### QUOTED PASSAGE
Re: [PATCH v4 06/17] PCI: add SIOV and IMS capability detection

Jason Gunthorpe <jgg@xxxxxxxxxx> · Sun, 8 Nov 2020 19:23:41 -0400

On Sun, Nov 08, 2020 at 07:47:24PM +0100, Thomas Gleixner wrote:
> 
> That means the guest needs a way to ask the hypervisor for a proper
> translation, i.e. a hypercall. Now where to do that? Looking at the
> above remapping case it's pretty obvious:
> 
> 
>                      |
>                      |
>   [CPU]       -- [VI | RT]  -- [Bridge] --    Bus    -- [Device]
>                      |
>   Alloc          "Compose"                   Store         Use
> 
>   Vectordomain   HCALLdomain                Busdomain
>                  |        ^
>                  |        |
>                  v        | 
>             Hypervisor    
>                Alloc + Compose

Yes, this will describes what I have been thinking

> Now the question which I can't answer is whether this can work correctly
> in terms of isolation. If the IMS storage is in guest memory (queue
> storage) then the guest driver can obviously write random crap into it
> which the device will happily send. (For MSI and IDXD style IMS it
> still can trap the store).
######
### DATA SHOWN
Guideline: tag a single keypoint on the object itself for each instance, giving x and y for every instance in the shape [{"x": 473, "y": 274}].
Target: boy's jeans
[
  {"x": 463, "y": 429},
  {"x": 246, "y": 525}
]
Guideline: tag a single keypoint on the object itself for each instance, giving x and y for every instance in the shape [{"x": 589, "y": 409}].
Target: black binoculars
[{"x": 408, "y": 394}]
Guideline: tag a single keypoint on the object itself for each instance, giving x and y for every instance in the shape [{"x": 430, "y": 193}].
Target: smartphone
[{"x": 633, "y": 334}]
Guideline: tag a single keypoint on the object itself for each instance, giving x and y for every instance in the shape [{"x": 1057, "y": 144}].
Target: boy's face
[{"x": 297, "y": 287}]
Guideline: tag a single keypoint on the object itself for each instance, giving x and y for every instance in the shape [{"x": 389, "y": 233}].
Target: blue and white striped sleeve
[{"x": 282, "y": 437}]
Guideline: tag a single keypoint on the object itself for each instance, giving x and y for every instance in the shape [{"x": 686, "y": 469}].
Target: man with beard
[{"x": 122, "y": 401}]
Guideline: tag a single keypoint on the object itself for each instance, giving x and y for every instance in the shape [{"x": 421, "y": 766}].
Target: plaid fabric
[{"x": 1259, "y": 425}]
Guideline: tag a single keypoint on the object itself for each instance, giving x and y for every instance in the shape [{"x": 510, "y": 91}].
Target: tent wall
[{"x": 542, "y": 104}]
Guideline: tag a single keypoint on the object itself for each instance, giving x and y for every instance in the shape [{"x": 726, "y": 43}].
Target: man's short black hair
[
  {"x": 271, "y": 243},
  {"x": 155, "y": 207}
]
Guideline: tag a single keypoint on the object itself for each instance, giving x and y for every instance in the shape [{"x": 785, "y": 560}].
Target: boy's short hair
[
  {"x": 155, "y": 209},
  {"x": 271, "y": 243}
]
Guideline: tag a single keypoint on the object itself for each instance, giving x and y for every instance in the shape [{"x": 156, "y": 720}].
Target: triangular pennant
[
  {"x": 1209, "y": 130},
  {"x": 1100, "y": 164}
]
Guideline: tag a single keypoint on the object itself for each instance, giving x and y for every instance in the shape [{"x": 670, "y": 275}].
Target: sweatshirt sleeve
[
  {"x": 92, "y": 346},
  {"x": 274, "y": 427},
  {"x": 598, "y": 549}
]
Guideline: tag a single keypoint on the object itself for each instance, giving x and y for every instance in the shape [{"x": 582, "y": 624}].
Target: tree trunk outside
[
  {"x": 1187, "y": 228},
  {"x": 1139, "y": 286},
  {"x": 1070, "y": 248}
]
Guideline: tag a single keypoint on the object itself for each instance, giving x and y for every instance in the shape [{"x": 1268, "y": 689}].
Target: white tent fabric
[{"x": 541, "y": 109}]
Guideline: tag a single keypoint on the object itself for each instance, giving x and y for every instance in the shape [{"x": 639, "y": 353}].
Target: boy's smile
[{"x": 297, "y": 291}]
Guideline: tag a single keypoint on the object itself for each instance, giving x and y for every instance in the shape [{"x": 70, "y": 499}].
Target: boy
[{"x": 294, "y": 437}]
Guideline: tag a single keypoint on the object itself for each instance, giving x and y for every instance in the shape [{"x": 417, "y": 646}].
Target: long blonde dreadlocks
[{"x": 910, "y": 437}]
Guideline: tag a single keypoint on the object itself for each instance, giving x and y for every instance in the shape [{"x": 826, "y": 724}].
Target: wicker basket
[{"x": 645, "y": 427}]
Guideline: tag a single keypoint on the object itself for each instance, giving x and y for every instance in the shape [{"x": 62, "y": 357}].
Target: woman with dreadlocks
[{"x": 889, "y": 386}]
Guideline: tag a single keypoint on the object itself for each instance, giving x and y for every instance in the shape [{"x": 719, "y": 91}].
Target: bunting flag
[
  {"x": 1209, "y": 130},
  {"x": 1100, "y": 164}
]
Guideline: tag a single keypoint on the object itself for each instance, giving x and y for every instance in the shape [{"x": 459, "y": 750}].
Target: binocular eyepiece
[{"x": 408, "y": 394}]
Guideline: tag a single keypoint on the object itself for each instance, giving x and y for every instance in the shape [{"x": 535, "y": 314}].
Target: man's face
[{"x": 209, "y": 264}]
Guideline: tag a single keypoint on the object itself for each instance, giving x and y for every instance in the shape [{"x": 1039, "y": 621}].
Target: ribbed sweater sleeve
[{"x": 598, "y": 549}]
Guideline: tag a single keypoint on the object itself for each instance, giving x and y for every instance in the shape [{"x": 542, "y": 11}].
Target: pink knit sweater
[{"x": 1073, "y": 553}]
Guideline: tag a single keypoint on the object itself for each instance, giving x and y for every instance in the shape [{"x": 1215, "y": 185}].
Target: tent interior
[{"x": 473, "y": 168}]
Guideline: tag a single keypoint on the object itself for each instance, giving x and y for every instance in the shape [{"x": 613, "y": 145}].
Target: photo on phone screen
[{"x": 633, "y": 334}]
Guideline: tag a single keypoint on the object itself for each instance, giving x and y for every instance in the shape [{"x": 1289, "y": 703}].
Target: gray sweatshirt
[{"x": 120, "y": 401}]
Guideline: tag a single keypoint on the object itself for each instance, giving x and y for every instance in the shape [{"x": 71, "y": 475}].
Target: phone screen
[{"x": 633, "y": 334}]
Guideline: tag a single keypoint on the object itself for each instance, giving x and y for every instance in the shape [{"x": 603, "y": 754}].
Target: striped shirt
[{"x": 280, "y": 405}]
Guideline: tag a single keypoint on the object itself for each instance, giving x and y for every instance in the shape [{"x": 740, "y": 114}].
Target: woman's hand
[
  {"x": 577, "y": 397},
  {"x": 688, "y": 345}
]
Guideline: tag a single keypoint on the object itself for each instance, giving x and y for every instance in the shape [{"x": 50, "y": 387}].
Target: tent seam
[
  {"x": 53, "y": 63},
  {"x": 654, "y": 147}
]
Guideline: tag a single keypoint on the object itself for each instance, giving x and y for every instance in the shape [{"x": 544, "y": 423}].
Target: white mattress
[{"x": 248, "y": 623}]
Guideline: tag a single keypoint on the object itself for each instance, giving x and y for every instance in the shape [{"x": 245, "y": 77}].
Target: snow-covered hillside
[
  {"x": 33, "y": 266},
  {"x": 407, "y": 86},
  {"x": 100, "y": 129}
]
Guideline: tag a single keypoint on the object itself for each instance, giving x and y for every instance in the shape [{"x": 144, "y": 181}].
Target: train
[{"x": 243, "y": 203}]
######
* _SHORT EXERCISE 1_
In the patch discussion, rewrite the passage from "Yes, this will" to "trap the store).", substituting "security" for "isolation".
* _SHORT EXERCISE 2_
Carry on the patch discussion about SIOV and IMS capability detection from the point where it stops.
The data above are separate from the patch discussion.

* _EXPECTED ANSWER 1_
Yes, this will describes what I have been thinking

> Now the question which I can't answer is whether this can work correctly
> in terms of security. If the IMS storage is in guest memory (queue
> storage) then the guest driver can obviously write random crap into it
> which the device will happily send. (For MSI and IDXD style IMS it
> still can trap the store).

* _EXPECTED ANSWER 2_
There are four cases of interest here:

 1) Bare metal, PF and VF devices just deliver whatever addr/data pairs
    to the APIC. IMS works perfectly with pci_subdevice_msi_create_irq_domain()

 2) SRIOV VF assigned to the guest.

    The guest can cause any MemWr TLP to any addr/data pair
    and the iommu/platform/vmm is supposed to use the
    Bus/device/function to isolate & secure the interrupt address
    range.

    IMS can work in the guest if the guest knows the details of the
    address range and can make hypercalls to setup routing. So
    pci_subdevice_msi_create_irq_domain() works if the hypercalls
    exist and fails if they don't.

 3) SIOV sub device assigned to the guest.

    The difference between SIOV and SRIOV is the device must attach a
    PASID to every TLP triggered by the guest. Logically we'd expect
    when IMS is used in this situation the interrupt MemWr is tagged
    with bus/device/function/PASID to uniquly ID the guest and the same
    security protection scheme from #2 applies.

 4) SIOV sub device assigned to the guest, but with emulation.

    This SIOV device cannot tag interrupts with PASID so cannot do #2
    (or the platform cannot recieve a PASID tagged interrupt message).

    Since the interrupts are being delivered with TLPs pointing at the
    hypervisor the only solution is for the hypervisor to exclusively
    control the interrupt table. MSI table like emulation for IMS is
    needed and the hypervisor will use pci_subdevice_msi_create_irq_domain()
    to get the real interrupts.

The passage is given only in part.